Saved entries:
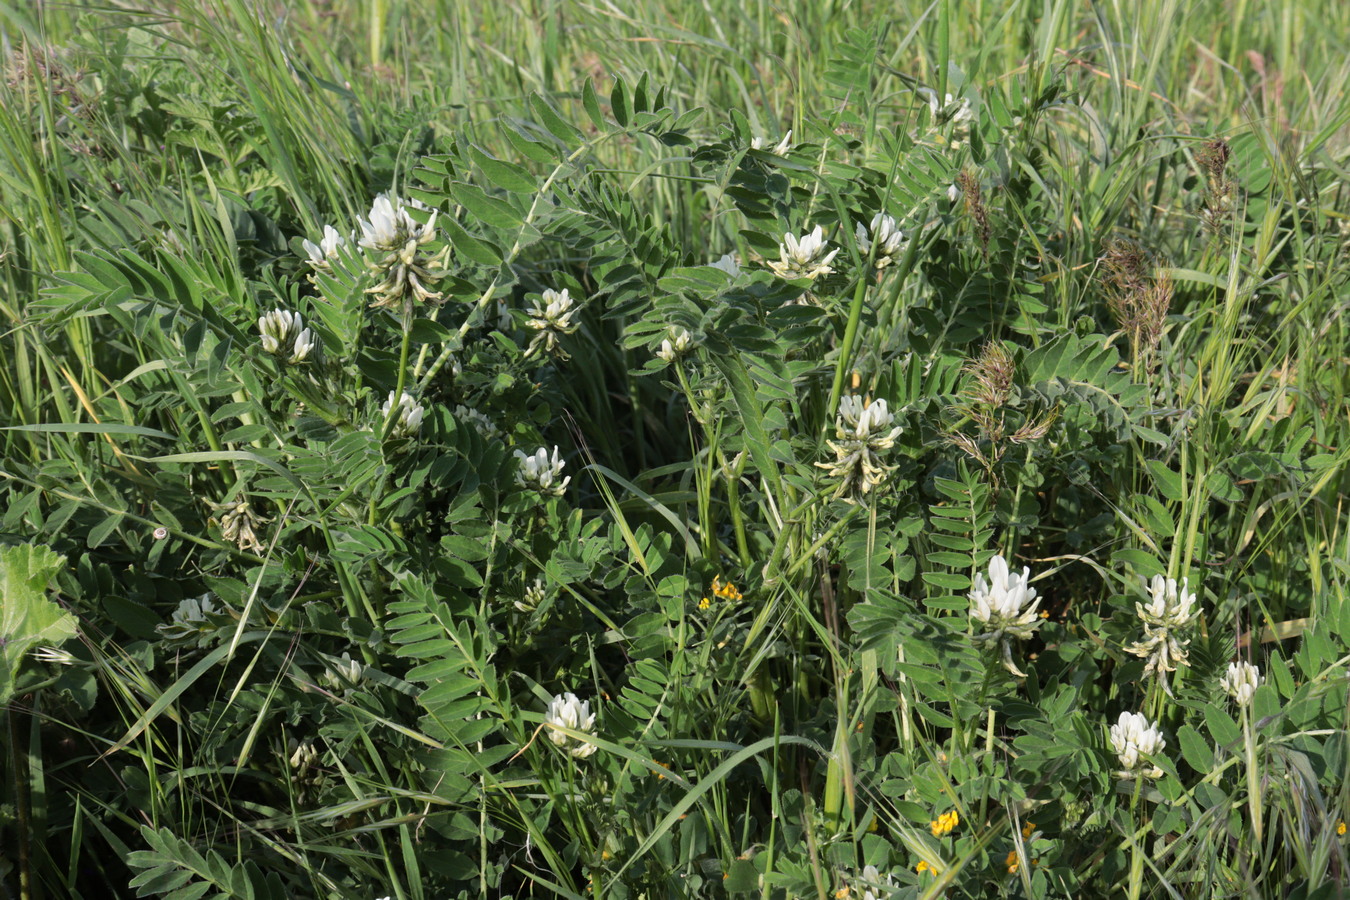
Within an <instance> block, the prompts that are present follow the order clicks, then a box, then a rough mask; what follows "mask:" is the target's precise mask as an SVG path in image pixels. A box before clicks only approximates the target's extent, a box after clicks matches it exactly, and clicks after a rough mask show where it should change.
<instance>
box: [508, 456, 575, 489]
mask: <svg viewBox="0 0 1350 900" xmlns="http://www.w3.org/2000/svg"><path fill="white" fill-rule="evenodd" d="M516 460H517V461H518V463H520V468H517V470H516V483H517V484H520V486H521V487H525V488H529V490H535V491H539V493H540V494H543V495H544V497H562V495H563V493H564V491H566V490H567V484H568V483H570V482H571V480H572V479H571V476H568V478H563V466H564V464H566V463H563V460H562V457H560V456H559V455H558V447H556V445H555V447H553V455H552V457H549V455H548V448H547V447H540V448H539V449H537V451H535V452H533V453H524V452H521V451H518V449H517V451H516Z"/></svg>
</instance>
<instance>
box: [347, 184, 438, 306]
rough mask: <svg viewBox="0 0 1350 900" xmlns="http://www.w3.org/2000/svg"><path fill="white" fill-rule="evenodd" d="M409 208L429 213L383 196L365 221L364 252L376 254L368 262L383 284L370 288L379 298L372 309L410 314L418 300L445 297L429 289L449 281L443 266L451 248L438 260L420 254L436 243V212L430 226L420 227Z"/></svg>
mask: <svg viewBox="0 0 1350 900" xmlns="http://www.w3.org/2000/svg"><path fill="white" fill-rule="evenodd" d="M408 206H413V208H414V209H424V210H425V209H427V205H425V204H421V202H417V201H408V202H405V201H404V200H401V198H398V197H390V196H389V194H379V196H378V197H375V201H374V204H371V208H370V215H369V217H367V219H362V220H360V223H359V225H360V240H359V242H358V243H359V244H360V246H362V247H363V248H366V250H369V251H370V252H371V254H374V258H373V259H369V260H367V263H366V264H367V267H369V269H370V271H373V273H375V274H377V275H381V281H379V283H377V285H374V286H371V287H367V289H366V293H367V294H375V301H374V302H373V304H371V306H375V308H381V306H385V308H400V306H402V308H404V309H405V310H408V312H410V309H412V302H413V301H414V300H417V301H421V302H436V301H439V300H441V294H439V293H437V291H433V290H431V289H429V287H428V286H427V285H428V283H431V282H435V281H439V279H440V278H444V277H445V273H444V271H440V266H444V264H445V260H447V259H448V255H450V247H445V248H444V250H441V252H440V254H437V255H436V256H428V255H425V254H423V252H418V251H420V250H421V247H423V244H427V243H429V242H432V240H435V239H436V233H437V232H436V216H437V213H436V210H431V219H429V220H428V221H427V224H418V223H417V220H416V219H413V217H412V215H410V213H409V212H408Z"/></svg>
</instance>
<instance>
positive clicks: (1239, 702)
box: [1219, 661, 1261, 707]
mask: <svg viewBox="0 0 1350 900" xmlns="http://www.w3.org/2000/svg"><path fill="white" fill-rule="evenodd" d="M1219 687H1222V688H1223V691H1224V692H1226V694H1227V695H1228V696H1231V698H1233V699H1234V700H1235V702H1237V704H1238V706H1239V707H1243V706H1247V704H1250V703H1251V696H1253V695H1254V694H1255V692H1257V688H1258V687H1261V669H1258V668H1257V667H1254V665H1251V664H1250V663H1246V661H1243V663H1228V671H1227V672H1224V673H1223V675H1222V676H1219Z"/></svg>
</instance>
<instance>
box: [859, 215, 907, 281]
mask: <svg viewBox="0 0 1350 900" xmlns="http://www.w3.org/2000/svg"><path fill="white" fill-rule="evenodd" d="M855 233H856V236H857V250H859V252H860V254H863V256H867V255H868V254H871V252H872V247H873V246H875V247H876V258H875V259H873V260H872V264H873V266H876V267H877V269H884V267H886V266H890V264H891V263H894V262H895V260H898V259H899V258H900V256H902V255H903V254H904V246H906V242H904V232H902V231H900V229H899V228H898V227H896V225H895V217H894V216H887V215H884V213H876V215H875V216H872V224H871V227H867V225H864V224H863V223H857V231H856V232H855Z"/></svg>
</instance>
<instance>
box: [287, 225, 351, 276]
mask: <svg viewBox="0 0 1350 900" xmlns="http://www.w3.org/2000/svg"><path fill="white" fill-rule="evenodd" d="M355 236H356V235H355V232H352V236H351V237H352V239H355ZM347 240H348V239H347V237H343V236H342V235H340V233H338V229H336V228H333V227H332V225H324V236H323V237H320V239H319V243H317V244H316V243H313V242H312V240H301V242H300V244H301V246H302V247H304V248H305V254H308V255H309V264H311V266H313V267H315V269H316V270H317V271H331V270H332V263H333V260H335V259H338V251H340V250H342V248H343V247H346V246H347Z"/></svg>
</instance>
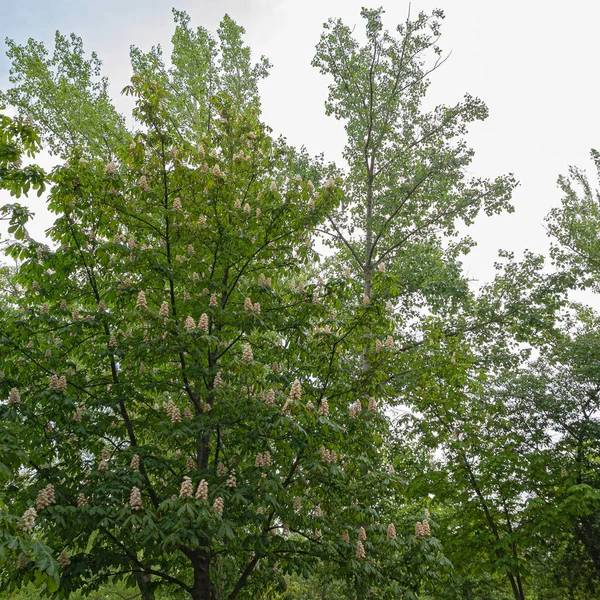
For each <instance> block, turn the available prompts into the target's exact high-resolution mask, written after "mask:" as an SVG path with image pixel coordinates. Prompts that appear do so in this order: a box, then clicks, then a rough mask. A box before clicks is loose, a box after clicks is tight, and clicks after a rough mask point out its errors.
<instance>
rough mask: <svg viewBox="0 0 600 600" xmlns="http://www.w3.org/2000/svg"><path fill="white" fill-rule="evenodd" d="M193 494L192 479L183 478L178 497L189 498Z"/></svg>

◆ **WORK REQUEST**
Write out all of the saved entries above word for word, leaving out the pictures.

◆ **EXERCISE RESULT**
Within an <instance> block, the prompts that are present follow the order clicks, then a box, then a rough mask; what follows "mask:" is the target's precise mask as an SVG path in image pixels. A box before clicks only approximates the target's extent, a box after clicks matches it exactly, and clicks after a rough mask show where it should change.
<instance>
box: [508, 456, 575, 489]
mask: <svg viewBox="0 0 1350 900" xmlns="http://www.w3.org/2000/svg"><path fill="white" fill-rule="evenodd" d="M516 460H517V461H518V463H520V468H517V470H516V483H517V484H520V486H521V487H525V488H529V490H535V491H539V493H540V494H543V495H544V497H562V495H563V493H564V491H566V490H567V484H568V483H570V482H571V480H572V479H571V476H568V478H563V466H564V464H566V463H563V460H562V457H560V456H559V455H558V447H556V445H555V447H553V455H552V457H549V455H548V448H547V447H540V448H539V449H537V451H535V452H533V453H524V452H521V451H518V449H517V451H516Z"/></svg>
</instance>
<instance>
box: [347, 184, 438, 306]
rough mask: <svg viewBox="0 0 1350 900" xmlns="http://www.w3.org/2000/svg"><path fill="white" fill-rule="evenodd" d="M409 208L429 213L383 196L365 221L364 252L376 254L368 262L383 284L370 288L379 298L372 309L410 314L418 300L445 297L429 289L449 281L443 266L451 248L438 260L420 254L436 243V212L430 226L420 227Z"/></svg>
mask: <svg viewBox="0 0 1350 900" xmlns="http://www.w3.org/2000/svg"><path fill="white" fill-rule="evenodd" d="M408 206H413V208H414V209H424V210H425V209H427V205H425V204H421V202H417V201H408V202H405V201H404V200H401V198H398V197H390V196H389V194H379V196H378V197H375V201H374V204H371V208H370V215H369V217H367V219H362V220H360V223H359V225H360V240H359V242H358V243H359V244H360V246H362V247H363V248H366V250H369V251H370V252H371V254H374V258H373V259H369V260H367V263H366V264H367V267H369V269H370V271H373V273H375V274H377V275H381V281H379V283H377V285H374V286H371V287H367V289H366V293H367V294H375V301H374V302H373V304H371V306H375V308H381V306H385V308H400V306H402V308H404V309H405V310H408V312H410V309H412V302H413V301H414V300H417V301H421V302H436V301H439V300H441V294H439V293H437V291H433V290H431V289H429V287H428V286H427V285H428V283H431V282H435V281H439V279H440V278H444V277H445V273H444V271H440V266H444V264H445V260H447V259H448V255H450V247H445V248H444V250H441V252H440V254H437V255H436V256H428V255H425V254H423V252H418V251H420V250H421V247H423V244H427V243H429V242H432V240H435V239H436V233H437V232H436V216H437V213H436V210H431V219H429V220H428V221H427V224H418V223H417V220H416V219H413V217H412V215H410V213H409V212H408Z"/></svg>
</instance>
<instance>
positive clicks: (1239, 702)
box: [1219, 661, 1261, 707]
mask: <svg viewBox="0 0 1350 900" xmlns="http://www.w3.org/2000/svg"><path fill="white" fill-rule="evenodd" d="M1219 687H1222V688H1223V691H1224V692H1226V694H1227V695H1228V696H1231V698H1233V699H1234V700H1235V702H1237V704H1238V706H1239V707H1243V706H1247V704H1250V703H1251V696H1253V695H1254V694H1255V692H1257V688H1258V687H1261V669H1258V668H1257V667H1254V665H1251V664H1250V663H1246V661H1243V663H1228V671H1227V672H1224V673H1223V675H1222V676H1219Z"/></svg>
</instance>
<instance>
box: [859, 215, 907, 281]
mask: <svg viewBox="0 0 1350 900" xmlns="http://www.w3.org/2000/svg"><path fill="white" fill-rule="evenodd" d="M855 233H856V236H857V250H859V252H860V254H863V256H867V255H868V254H871V252H872V247H873V246H875V247H876V258H875V259H873V260H872V264H873V266H876V267H877V269H884V267H886V266H890V264H891V263H894V262H895V260H898V259H899V258H900V256H902V255H903V254H904V246H906V242H904V232H902V231H900V229H899V228H898V227H896V225H895V217H894V216H887V215H884V213H876V215H875V216H872V224H871V227H867V225H864V224H863V223H857V231H856V232H855Z"/></svg>
</instance>
<instance>
box: [287, 225, 351, 276]
mask: <svg viewBox="0 0 1350 900" xmlns="http://www.w3.org/2000/svg"><path fill="white" fill-rule="evenodd" d="M355 236H356V235H355V232H352V236H351V237H352V239H355ZM347 240H348V239H347V237H343V236H342V235H340V233H338V229H336V228H333V227H332V225H324V236H323V237H320V239H319V243H317V244H316V243H313V242H312V240H301V242H300V244H301V246H302V247H304V248H305V254H308V255H309V264H311V266H313V267H315V269H316V270H317V271H331V270H332V263H333V260H335V259H338V251H340V250H342V248H343V247H346V246H347Z"/></svg>
</instance>
For each <instance> block, turn the available prompts into the target's exact high-resolution mask, written after "mask:" as an SVG path with image pixel coordinates. Prompts that appear do so in this order: a box, then clicks, then a rough mask. A box before clicks is loose, a box after clicks is tight, and clicks after a rough mask point out its errors.
<instance>
rough mask: <svg viewBox="0 0 600 600" xmlns="http://www.w3.org/2000/svg"><path fill="white" fill-rule="evenodd" d="M193 494L192 479L183 478L178 497L189 498Z"/></svg>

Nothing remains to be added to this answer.